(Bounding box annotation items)
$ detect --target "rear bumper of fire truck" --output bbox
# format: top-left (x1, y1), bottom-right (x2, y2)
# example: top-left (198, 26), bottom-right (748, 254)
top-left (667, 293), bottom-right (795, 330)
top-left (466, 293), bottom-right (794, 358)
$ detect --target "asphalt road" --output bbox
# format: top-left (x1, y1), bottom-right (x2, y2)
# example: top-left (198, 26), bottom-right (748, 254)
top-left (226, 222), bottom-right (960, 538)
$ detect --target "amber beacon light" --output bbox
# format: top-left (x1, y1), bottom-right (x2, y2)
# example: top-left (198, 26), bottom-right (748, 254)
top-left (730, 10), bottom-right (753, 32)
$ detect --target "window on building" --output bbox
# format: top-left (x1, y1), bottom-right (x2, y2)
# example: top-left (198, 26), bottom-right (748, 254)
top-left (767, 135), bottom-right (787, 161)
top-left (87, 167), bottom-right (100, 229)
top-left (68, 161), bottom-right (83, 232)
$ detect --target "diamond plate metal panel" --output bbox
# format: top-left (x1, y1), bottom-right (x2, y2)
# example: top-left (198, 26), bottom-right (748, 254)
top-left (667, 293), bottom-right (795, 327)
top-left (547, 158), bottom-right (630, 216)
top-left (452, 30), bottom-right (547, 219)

* Written problem *
Copy every one of the items above line for line, with no changes.

* Worked answer *
$ detect --target "rear bumper of fire truck" --output bbox
# format: top-left (x1, y1), bottom-right (x2, y2)
# example: top-left (198, 26), bottom-right (748, 254)
top-left (667, 293), bottom-right (795, 330)
top-left (466, 293), bottom-right (794, 358)
$ detect --target "asphalt road" --output bbox
# format: top-left (x1, y1), bottom-right (x2, y2)
# example: top-left (198, 26), bottom-right (748, 254)
top-left (226, 222), bottom-right (960, 538)
$ detect --target "amber beacon light" --output bbox
# format: top-left (x1, y1), bottom-right (x2, y2)
# example: top-left (198, 26), bottom-right (748, 254)
top-left (730, 10), bottom-right (753, 32)
$ detect --target "window on building" --output bbox
# format: top-left (x1, y1), bottom-right (x2, y2)
# example: top-left (198, 26), bottom-right (748, 254)
top-left (767, 135), bottom-right (787, 161)
top-left (87, 167), bottom-right (100, 229)
top-left (68, 161), bottom-right (83, 232)
$ detect --target "diamond plate metal panel" --output bbox
# format: top-left (x1, y1), bottom-right (x2, y2)
# example: top-left (198, 26), bottom-right (748, 254)
top-left (667, 293), bottom-right (795, 327)
top-left (547, 158), bottom-right (630, 216)
top-left (452, 30), bottom-right (547, 219)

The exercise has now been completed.